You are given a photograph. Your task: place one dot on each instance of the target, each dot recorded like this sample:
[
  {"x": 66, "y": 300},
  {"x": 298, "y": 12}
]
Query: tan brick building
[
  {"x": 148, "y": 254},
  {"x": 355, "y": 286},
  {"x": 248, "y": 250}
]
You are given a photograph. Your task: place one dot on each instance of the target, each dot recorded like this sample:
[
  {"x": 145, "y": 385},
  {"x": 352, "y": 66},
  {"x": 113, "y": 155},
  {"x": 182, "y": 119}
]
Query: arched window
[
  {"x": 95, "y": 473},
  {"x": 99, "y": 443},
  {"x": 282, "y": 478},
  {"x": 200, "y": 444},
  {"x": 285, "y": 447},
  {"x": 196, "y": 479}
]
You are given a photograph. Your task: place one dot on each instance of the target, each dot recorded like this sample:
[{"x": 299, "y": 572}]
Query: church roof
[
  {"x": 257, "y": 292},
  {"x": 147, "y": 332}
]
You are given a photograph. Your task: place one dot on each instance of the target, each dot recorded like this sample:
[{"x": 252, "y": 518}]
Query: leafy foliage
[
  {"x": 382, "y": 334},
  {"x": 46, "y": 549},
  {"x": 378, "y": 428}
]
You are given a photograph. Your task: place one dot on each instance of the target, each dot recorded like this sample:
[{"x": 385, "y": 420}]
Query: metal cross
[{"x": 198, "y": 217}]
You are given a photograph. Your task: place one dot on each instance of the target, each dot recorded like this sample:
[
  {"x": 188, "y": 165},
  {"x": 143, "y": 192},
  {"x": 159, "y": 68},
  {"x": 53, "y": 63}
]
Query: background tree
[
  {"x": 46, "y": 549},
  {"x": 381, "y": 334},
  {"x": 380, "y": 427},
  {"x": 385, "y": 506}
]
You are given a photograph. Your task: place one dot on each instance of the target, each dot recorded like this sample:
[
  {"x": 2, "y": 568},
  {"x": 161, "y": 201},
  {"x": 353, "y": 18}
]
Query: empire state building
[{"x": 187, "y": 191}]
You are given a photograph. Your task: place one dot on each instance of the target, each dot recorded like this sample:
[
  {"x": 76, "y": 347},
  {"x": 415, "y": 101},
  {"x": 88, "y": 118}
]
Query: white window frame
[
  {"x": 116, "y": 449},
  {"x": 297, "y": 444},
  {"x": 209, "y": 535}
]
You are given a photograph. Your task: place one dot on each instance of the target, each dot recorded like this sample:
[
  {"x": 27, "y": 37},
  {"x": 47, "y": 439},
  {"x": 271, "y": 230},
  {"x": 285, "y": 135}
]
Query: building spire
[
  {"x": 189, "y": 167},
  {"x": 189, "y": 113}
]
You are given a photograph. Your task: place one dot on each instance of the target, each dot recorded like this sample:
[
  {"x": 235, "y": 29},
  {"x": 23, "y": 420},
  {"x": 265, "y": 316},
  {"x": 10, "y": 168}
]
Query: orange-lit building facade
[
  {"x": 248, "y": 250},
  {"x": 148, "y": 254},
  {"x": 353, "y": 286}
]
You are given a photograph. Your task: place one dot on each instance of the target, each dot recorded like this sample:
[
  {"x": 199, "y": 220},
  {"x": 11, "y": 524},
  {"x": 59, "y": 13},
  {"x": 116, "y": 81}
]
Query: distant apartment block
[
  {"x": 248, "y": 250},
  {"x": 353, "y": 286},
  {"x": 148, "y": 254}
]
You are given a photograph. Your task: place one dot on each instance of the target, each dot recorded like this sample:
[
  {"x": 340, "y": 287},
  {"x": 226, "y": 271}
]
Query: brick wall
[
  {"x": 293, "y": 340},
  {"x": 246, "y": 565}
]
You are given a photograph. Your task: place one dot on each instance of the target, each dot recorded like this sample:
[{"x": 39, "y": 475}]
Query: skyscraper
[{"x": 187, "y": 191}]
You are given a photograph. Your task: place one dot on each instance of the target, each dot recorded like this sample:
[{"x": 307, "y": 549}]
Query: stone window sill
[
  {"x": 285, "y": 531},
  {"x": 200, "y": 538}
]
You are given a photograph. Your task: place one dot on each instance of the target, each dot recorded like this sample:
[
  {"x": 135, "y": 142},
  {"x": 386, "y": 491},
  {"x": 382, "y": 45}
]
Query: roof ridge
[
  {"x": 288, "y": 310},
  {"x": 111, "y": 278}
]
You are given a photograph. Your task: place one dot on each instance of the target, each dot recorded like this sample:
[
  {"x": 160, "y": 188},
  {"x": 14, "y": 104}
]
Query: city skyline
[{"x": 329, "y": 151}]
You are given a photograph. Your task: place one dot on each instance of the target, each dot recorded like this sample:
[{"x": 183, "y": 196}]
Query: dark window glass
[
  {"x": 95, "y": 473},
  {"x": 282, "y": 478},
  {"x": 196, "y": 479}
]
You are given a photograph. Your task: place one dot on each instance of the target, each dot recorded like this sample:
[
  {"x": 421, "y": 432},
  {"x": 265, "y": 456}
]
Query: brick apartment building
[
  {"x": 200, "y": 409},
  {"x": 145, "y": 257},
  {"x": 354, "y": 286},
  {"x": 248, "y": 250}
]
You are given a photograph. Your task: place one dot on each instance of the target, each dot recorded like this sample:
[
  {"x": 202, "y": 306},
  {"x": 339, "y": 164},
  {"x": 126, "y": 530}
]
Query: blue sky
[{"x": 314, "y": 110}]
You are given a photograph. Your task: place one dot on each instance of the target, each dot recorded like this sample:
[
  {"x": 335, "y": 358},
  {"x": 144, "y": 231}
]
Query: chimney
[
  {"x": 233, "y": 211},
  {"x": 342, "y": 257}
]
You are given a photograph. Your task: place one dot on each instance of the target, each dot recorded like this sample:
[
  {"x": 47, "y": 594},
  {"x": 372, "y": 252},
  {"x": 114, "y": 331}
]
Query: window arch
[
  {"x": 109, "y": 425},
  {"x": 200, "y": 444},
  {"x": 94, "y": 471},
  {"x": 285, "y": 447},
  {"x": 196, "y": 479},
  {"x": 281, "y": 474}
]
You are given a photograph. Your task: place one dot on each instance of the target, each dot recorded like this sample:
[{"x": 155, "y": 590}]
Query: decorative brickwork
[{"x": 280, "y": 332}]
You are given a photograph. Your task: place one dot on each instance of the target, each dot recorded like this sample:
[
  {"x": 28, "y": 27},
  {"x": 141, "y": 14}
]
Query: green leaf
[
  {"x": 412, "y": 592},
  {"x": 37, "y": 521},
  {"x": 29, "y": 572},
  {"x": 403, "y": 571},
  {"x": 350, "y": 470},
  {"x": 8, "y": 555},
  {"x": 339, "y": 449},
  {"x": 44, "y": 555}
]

Required work - A word-for-word transcription of the data above is required.

Answer to this problem -
You are given a photograph. Your task: place one dot on each instance of the target, each dot recorded like this sample:
[
  {"x": 66, "y": 300},
  {"x": 298, "y": 12}
]
Query: tan brick building
[
  {"x": 148, "y": 254},
  {"x": 355, "y": 286},
  {"x": 248, "y": 250}
]
You are given a photograph. Your task: place one dot on each instance of the target, each dot recorded like this sample:
[
  {"x": 145, "y": 385},
  {"x": 352, "y": 66},
  {"x": 113, "y": 155},
  {"x": 182, "y": 119}
]
Query: arched window
[
  {"x": 95, "y": 473},
  {"x": 99, "y": 443},
  {"x": 282, "y": 478},
  {"x": 200, "y": 444},
  {"x": 285, "y": 447},
  {"x": 196, "y": 479}
]
You are given a photograph. Your task: place one dot on each instance of the target, each dot recorded like this sample:
[{"x": 299, "y": 572}]
Query: church roof
[
  {"x": 257, "y": 292},
  {"x": 147, "y": 332}
]
You are given a photograph. Your task: place one dot on each instance of the target, each dot recorded like this sample:
[{"x": 252, "y": 518}]
Query: leafy foliage
[
  {"x": 382, "y": 334},
  {"x": 46, "y": 549},
  {"x": 378, "y": 428}
]
You are given a photograph. Your task: place one dot on each instance of the target, each dot recorded like this sample:
[{"x": 385, "y": 420}]
Query: metal cross
[{"x": 198, "y": 217}]
You are given a photograph. Your task: place one dot on each instance of the target, each dot recorded like this sample:
[
  {"x": 188, "y": 165},
  {"x": 143, "y": 192},
  {"x": 159, "y": 68},
  {"x": 53, "y": 63}
]
Query: background tree
[
  {"x": 46, "y": 549},
  {"x": 381, "y": 334},
  {"x": 380, "y": 427},
  {"x": 385, "y": 506}
]
You are given a photograph. Your task: place one dot on each instance of the target, each dot recorded like this sample:
[
  {"x": 2, "y": 568},
  {"x": 161, "y": 201},
  {"x": 353, "y": 18}
]
Query: empire state building
[{"x": 187, "y": 191}]
You are given a photograph. Your task: place one dot on each instance of the target, each dot recorded like this sample:
[
  {"x": 76, "y": 347},
  {"x": 415, "y": 101},
  {"x": 88, "y": 118}
]
Query: white window frame
[
  {"x": 116, "y": 449},
  {"x": 297, "y": 444},
  {"x": 209, "y": 535}
]
You are given a photograph. Your task: place one dot on each instance of the target, each dot recorded like this sample:
[
  {"x": 27, "y": 37},
  {"x": 47, "y": 439},
  {"x": 271, "y": 230},
  {"x": 285, "y": 135}
]
Query: building spire
[
  {"x": 189, "y": 167},
  {"x": 189, "y": 113}
]
You are given a photograph. Your task: place one dot on each instance of the target, each dot recorded like this sample:
[
  {"x": 235, "y": 29},
  {"x": 23, "y": 420},
  {"x": 265, "y": 316},
  {"x": 10, "y": 168}
]
Query: orange-lit building facade
[
  {"x": 248, "y": 250},
  {"x": 148, "y": 254},
  {"x": 353, "y": 286}
]
You are given a photograph. Your task: place one dot on each instance of the target, each dot recorded like this sample:
[
  {"x": 199, "y": 220},
  {"x": 11, "y": 524},
  {"x": 59, "y": 13},
  {"x": 116, "y": 81}
]
Query: distant apartment block
[
  {"x": 248, "y": 250},
  {"x": 353, "y": 286},
  {"x": 148, "y": 254}
]
You are given a photograph. Your task: place one dot on each instance of the target, each dot recorded like this sample:
[
  {"x": 340, "y": 287},
  {"x": 226, "y": 271}
]
Query: brick wall
[
  {"x": 293, "y": 340},
  {"x": 246, "y": 565}
]
You are given a photograph. Your task: place one dot on each instance of the target, each dot recorded like this sample:
[{"x": 39, "y": 475}]
Query: skyscraper
[{"x": 187, "y": 191}]
You are given a photograph. Your task: place one dot on each instance of the target, each dot recorded like this sample:
[{"x": 307, "y": 549}]
Query: stone window sill
[
  {"x": 285, "y": 531},
  {"x": 200, "y": 538}
]
You are given a photograph. Your task: place one dot on each instance of the target, each dot recorded like this sample:
[
  {"x": 135, "y": 142},
  {"x": 386, "y": 491},
  {"x": 382, "y": 45}
]
Query: roof ridge
[
  {"x": 288, "y": 310},
  {"x": 111, "y": 278}
]
You are given a photograph. Your task: place one dot on each instance of the target, each dot recorded like this sample:
[
  {"x": 160, "y": 188},
  {"x": 14, "y": 104}
]
Query: city skyline
[{"x": 329, "y": 151}]
You are given a photograph. Your task: place one dot on each instance of the target, each dot recorded like this sample:
[{"x": 183, "y": 196}]
Query: dark window glass
[
  {"x": 95, "y": 473},
  {"x": 282, "y": 478},
  {"x": 196, "y": 479}
]
You are given a photograph. Your task: place one dot on each instance of the target, each dot recorded like this sample:
[
  {"x": 421, "y": 432},
  {"x": 265, "y": 456}
]
Query: brick apartment building
[
  {"x": 200, "y": 409},
  {"x": 145, "y": 257},
  {"x": 354, "y": 286},
  {"x": 248, "y": 250}
]
You are given a photograph. Your task: place one dot on each instance of the target, each dot recorded like this sample:
[
  {"x": 202, "y": 306},
  {"x": 339, "y": 164},
  {"x": 126, "y": 530}
]
Query: blue sky
[{"x": 314, "y": 110}]
You are given a photograph. Your task: place one dot on each instance of the target, each dot recorded like this sample:
[
  {"x": 335, "y": 358},
  {"x": 144, "y": 231}
]
Query: chimney
[
  {"x": 233, "y": 211},
  {"x": 342, "y": 257}
]
You are given a photograph. Your task: place one dot on each instance of the target, each dot recorded like this sample:
[
  {"x": 47, "y": 594},
  {"x": 372, "y": 252},
  {"x": 114, "y": 331}
]
Query: window arch
[
  {"x": 109, "y": 425},
  {"x": 200, "y": 444},
  {"x": 94, "y": 471},
  {"x": 285, "y": 447},
  {"x": 196, "y": 479},
  {"x": 281, "y": 474}
]
You are given a photograph. Your task: place one dot on each instance of the target, each dot recorded like this sample:
[{"x": 155, "y": 590}]
Query: decorative brickwork
[{"x": 280, "y": 332}]
You are given a photograph. Your task: place one dot on each instance of the target, each dot recorded like this sample:
[
  {"x": 28, "y": 27},
  {"x": 141, "y": 14}
]
Query: green leaf
[
  {"x": 412, "y": 592},
  {"x": 37, "y": 521},
  {"x": 29, "y": 572},
  {"x": 403, "y": 571},
  {"x": 350, "y": 470},
  {"x": 8, "y": 555},
  {"x": 339, "y": 449},
  {"x": 44, "y": 555}
]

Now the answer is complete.